GOAL OF THE EXERCISE:
These entries are to be retyped in full, word for word.

SUPPLIED DATA:
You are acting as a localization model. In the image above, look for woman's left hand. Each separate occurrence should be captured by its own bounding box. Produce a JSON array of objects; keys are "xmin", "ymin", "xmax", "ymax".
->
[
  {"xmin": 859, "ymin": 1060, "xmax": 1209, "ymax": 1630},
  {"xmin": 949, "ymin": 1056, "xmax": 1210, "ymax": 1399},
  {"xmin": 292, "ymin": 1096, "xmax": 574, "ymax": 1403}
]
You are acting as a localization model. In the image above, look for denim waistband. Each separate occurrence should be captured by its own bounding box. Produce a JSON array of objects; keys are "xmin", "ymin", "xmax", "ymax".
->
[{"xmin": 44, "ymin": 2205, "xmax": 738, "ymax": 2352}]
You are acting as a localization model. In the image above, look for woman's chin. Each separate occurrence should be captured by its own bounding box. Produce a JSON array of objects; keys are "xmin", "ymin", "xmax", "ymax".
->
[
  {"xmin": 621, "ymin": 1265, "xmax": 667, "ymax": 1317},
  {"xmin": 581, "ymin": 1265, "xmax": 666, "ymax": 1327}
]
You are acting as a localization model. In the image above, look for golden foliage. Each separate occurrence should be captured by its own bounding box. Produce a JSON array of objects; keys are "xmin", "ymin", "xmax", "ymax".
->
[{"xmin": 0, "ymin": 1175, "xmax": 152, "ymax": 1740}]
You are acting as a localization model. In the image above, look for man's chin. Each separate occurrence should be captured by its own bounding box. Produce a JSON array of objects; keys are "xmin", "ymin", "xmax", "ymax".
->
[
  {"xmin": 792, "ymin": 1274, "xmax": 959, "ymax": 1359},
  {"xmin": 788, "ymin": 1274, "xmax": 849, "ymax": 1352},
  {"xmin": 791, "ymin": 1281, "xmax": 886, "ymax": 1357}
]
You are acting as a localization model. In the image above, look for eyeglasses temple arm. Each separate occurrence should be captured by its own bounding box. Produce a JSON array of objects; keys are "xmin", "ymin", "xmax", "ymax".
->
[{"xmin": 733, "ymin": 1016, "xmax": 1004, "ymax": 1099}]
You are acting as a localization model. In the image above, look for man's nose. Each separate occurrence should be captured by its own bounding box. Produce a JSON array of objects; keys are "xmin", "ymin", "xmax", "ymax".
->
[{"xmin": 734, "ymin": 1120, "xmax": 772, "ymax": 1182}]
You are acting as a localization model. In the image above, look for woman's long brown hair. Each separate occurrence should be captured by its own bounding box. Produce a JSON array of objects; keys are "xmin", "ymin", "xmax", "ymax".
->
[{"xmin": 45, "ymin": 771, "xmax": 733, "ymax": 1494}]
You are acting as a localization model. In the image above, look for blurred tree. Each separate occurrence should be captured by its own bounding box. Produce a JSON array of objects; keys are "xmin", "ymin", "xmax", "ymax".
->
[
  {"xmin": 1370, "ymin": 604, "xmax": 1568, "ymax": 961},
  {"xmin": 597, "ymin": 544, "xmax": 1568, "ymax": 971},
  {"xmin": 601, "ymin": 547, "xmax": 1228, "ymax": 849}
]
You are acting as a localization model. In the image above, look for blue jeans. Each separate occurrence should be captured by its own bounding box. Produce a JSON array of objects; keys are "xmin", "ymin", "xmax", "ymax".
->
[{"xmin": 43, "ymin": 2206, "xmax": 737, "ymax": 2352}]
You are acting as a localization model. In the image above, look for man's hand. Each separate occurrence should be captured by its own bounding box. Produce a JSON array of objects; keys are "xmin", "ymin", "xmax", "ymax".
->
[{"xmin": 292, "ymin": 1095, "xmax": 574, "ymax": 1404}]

OUTPUT:
You are acting as a localization model. In the image above, look for woman's left hand. Each separate occurrence should be captured by its own bounding box. Produce a JSON array of objects; keys are "xmin", "ymin", "xmax", "ymax".
->
[
  {"xmin": 859, "ymin": 1060, "xmax": 1209, "ymax": 1630},
  {"xmin": 949, "ymin": 1056, "xmax": 1210, "ymax": 1399},
  {"xmin": 292, "ymin": 1096, "xmax": 574, "ymax": 1403}
]
You are acting as a localization model. In the image above, look for denim waistband. Each separate occurrence should be captured by its own bounding box. Produce a JSON array of objects; keys are "xmin", "ymin", "xmax", "ymax".
->
[{"xmin": 44, "ymin": 2205, "xmax": 738, "ymax": 2352}]
You are acting as a localization model. In the image above, look for woman's chin. Each separate occurrence should be captured by its own bounding box. Produce a JSON array of objects; keys are "xmin", "ymin", "xmax", "ymax".
->
[
  {"xmin": 621, "ymin": 1265, "xmax": 667, "ymax": 1317},
  {"xmin": 581, "ymin": 1265, "xmax": 666, "ymax": 1327}
]
You are acting as a localization model. In the image above, look for golden foliage. Each separate occurrence should be captured by its own bounding box. Produce a JSON array of objects; keys are "xmin", "ymin", "xmax", "ymax".
->
[{"xmin": 0, "ymin": 1175, "xmax": 152, "ymax": 1740}]
You are acting as a localization model. In the image above, look for man's chin. Each separate occurrence should be captured by its own bounding box. Produce a JSON array of objects; keys are "xmin", "ymin", "xmax", "ymax".
->
[
  {"xmin": 792, "ymin": 1274, "xmax": 959, "ymax": 1359},
  {"xmin": 788, "ymin": 1274, "xmax": 849, "ymax": 1352},
  {"xmin": 791, "ymin": 1281, "xmax": 886, "ymax": 1357}
]
You are acting as a localization model. In the image above, look for eyeglasses temple arm. Each separate occurrence should be captured by its own bounding box. Produce a JSON array of objects; keys are "xmin", "ymin", "xmax", "ymax".
->
[{"xmin": 733, "ymin": 1016, "xmax": 1004, "ymax": 1099}]
You are acting as a localization model. In the image above, look for man's nose. Each separate occurrence should be captured by its own bounding box. Produce a JSON array of objects; keys are "xmin", "ymin", "xmax", "ymax".
->
[{"xmin": 734, "ymin": 1120, "xmax": 772, "ymax": 1182}]
You are acting as a localization model. In the image above, look for woman's long brown hair. Each separate occurrence should be captured by its own bounding box. Produce a JSON array of objects; keys are "xmin", "ymin", "xmax", "ymax".
->
[{"xmin": 45, "ymin": 771, "xmax": 733, "ymax": 1494}]
You are acting as a localization model. In the image above, look for blurred tree. Each separate occurrence should be captured by its own bounding box. Produce a JSON array of objects; keys are "xmin", "ymin", "xmax", "ymax".
->
[
  {"xmin": 1370, "ymin": 604, "xmax": 1568, "ymax": 961},
  {"xmin": 597, "ymin": 544, "xmax": 1568, "ymax": 971},
  {"xmin": 601, "ymin": 547, "xmax": 1228, "ymax": 849}
]
You are acting as a localization model. In the image above, look for blue jeans. Each separate occurrence should be captured by its own bounding box. Produce a JSON array of objects; keys are "xmin", "ymin", "xmax", "ymax".
->
[{"xmin": 43, "ymin": 2206, "xmax": 737, "ymax": 2352}]
You are acting as a localization model. In the image above, look for man's hand. Each separate occurrence should be captured by its own bounding box. Produce a JSON array of objects; keys are "xmin", "ymin", "xmax", "ymax".
->
[{"xmin": 292, "ymin": 1095, "xmax": 574, "ymax": 1404}]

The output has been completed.